→ TRAVAIL DEMANDÉ
Répondez aux questions suivantes à partir du texte proposé ci-dessous :
1. À quelles dates le colloque de Poitiers s'est-il tenu ?
2. Quelle fonction Thierry Kirat occupe-t-il ?
3. À quelle justice Max Weber compare-t-il la justice de common law ?

→ TEXTE PROPOSÉ
· · ·

La qualité des décisions de justice conduit à interroger l’efficience administrative, économique et démocratique des systèmes judiciaires européens.

En ces temps inexorablement gestionnaires, virant parfois au duel entre "lolfistes" et "anti-lolfistes"   , opposant efficacité et qualité de la justice, mais aussi efficacité et libertés publiques, les éditions du conseil de l’Europe, sous la direction de Pascal Mbongo, professeur à la faculté de droit de Poitiers et à l’institut d’études politiques de Paris, publient fort opportunément les actes du colloque de Poitiers organisés les 8, 9 et 10 mars 2007 autour du thème de la qualité des décisions de justice.

Quatorze universitaires, chercheurs, praticiens du droit, s’accordent globalement à considérer que d’une conception substantielle de la qualité des décisions de justice (contrôle de la légalité, de la proportionnalité et de la motivation des décisions), la réflexion a tout d’abord glissé vers une conception procédurale visant à garantir le respect des principes du procès équitable tels que définis par la CEDH ( principe du contradictoire, de l’impartialité du juge, principe d’une justice accessible, égalitaire, prévisible, rendue dans des délais raisonnables), pour enfin, promouvoir une conception managériale (conditions dans lesquelles la justice est administrée et rendue).

Natalie Fricero, professeur à la faculté de droit de Nice et directrice de l’institut d’études judiciaires, s’attache à démontrer que l’article 6 de la Convention, fondement d’un véritable ordre public du procès civil et pénal sur lequel repose le crédit fait aux systèmes judiciaires européens, loin d’être aux antipodes des soucis de bonne gouvernance, d’optimisation des moyens et de rationalisation des organisations de travail, est au contraire, fondé du point de vue de l’efficacité économique. Ainsi, l’exigence du délai raisonnable autant que celle du contradictoire et de l’égalité des armes, en interdisant l’abus du dispositif procédural (par exemple en jouant sur la durée et le coût du procès) et l’asymétrie de l’information entre les parties, limitent la recherche exclusive d’une satisfaction individuelle et optimisent le bien-être collectif.

Poursuivant la réflexion, Thierry Kirat, chargé de recherche au CNRS, rappelle dans un remarquable article, que depuis quelques années, un champ nouveau a été ouvert dans la recherche en économie : celui de l’analyse économique des systèmes judiciaires. Il faut cependant regretter, selon lui, que la qualité de la justice en général, et de ses décisions en particulier, constitue un point aveugle de ce nouveau champ de pensée. En effet, la problématique dominante demeure ante-judiciaire, les études portant essentiellement sur les comportements individuels et sur le choix entre règlement transactionnel ou juridictionnel des litiges. Par ailleurs, la plupart des auteurs de ce nouveau champ de la science économique paraissent victimes du présupposé libéral qui les animent.

Ainsi depuis les années 80, ils soutiennent que les systèmes du common law ont une meilleure capacité à favoriser l’émergence d’un marché efficient, en prévenant les interventions étatiques par un droit civil protecteur des investisseurs et des actionnaires, et en promouvant le modèle de la justice de proximité, justice de profane, peu formalisée, décentralisée, orale pour l’essentiel, rendue sans ou avec peu de motivations. Or, cette justice de common law, comparée par Max Weber à la justice du qâdi, justice irrationnelle et affranchie de toutes règles générales, est promue en modèle alors même que les besoins de l’industrialisation et le développement du marché exigent des modèles formellement rationnalisés du droit pour garantir la prévisibilité des décisions de justice, ainsi que la sécurité juridique.

· · ·

→ LIGNES DE DONNÉES
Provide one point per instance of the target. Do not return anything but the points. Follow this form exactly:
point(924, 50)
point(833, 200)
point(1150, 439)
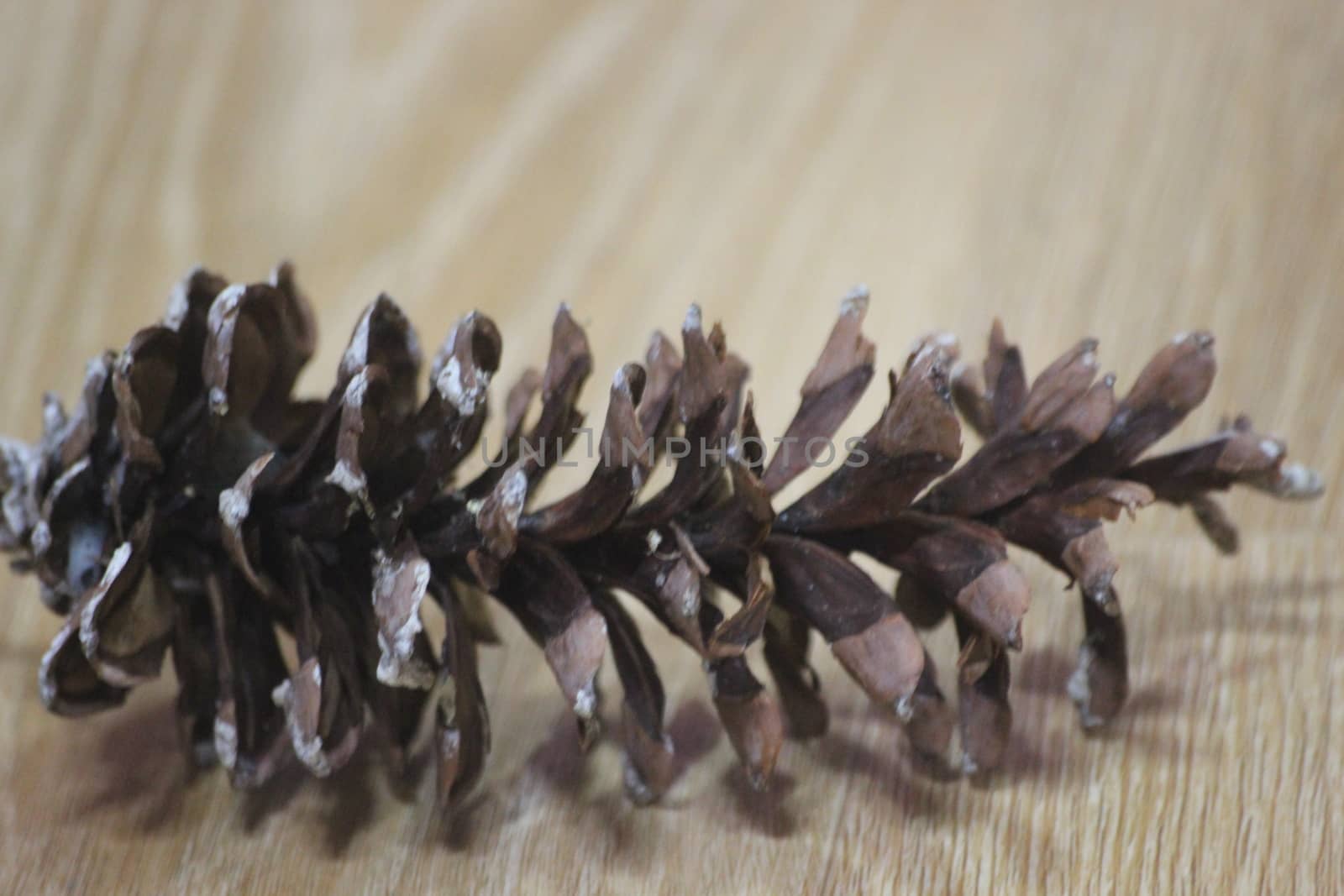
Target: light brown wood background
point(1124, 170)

· · ·

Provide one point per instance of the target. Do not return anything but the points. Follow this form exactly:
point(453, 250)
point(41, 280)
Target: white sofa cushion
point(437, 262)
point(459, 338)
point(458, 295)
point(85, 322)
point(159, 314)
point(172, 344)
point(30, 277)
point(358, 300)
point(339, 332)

· · ·

→ CORRIGÉ COMPLET
1. Le colloque s'est tenu les 8, 9 et 10 mars 2007.
2. Thierry Kirat est chargé de recherche au CNRS.
3. Max Weber la compare à la justice du qâdi.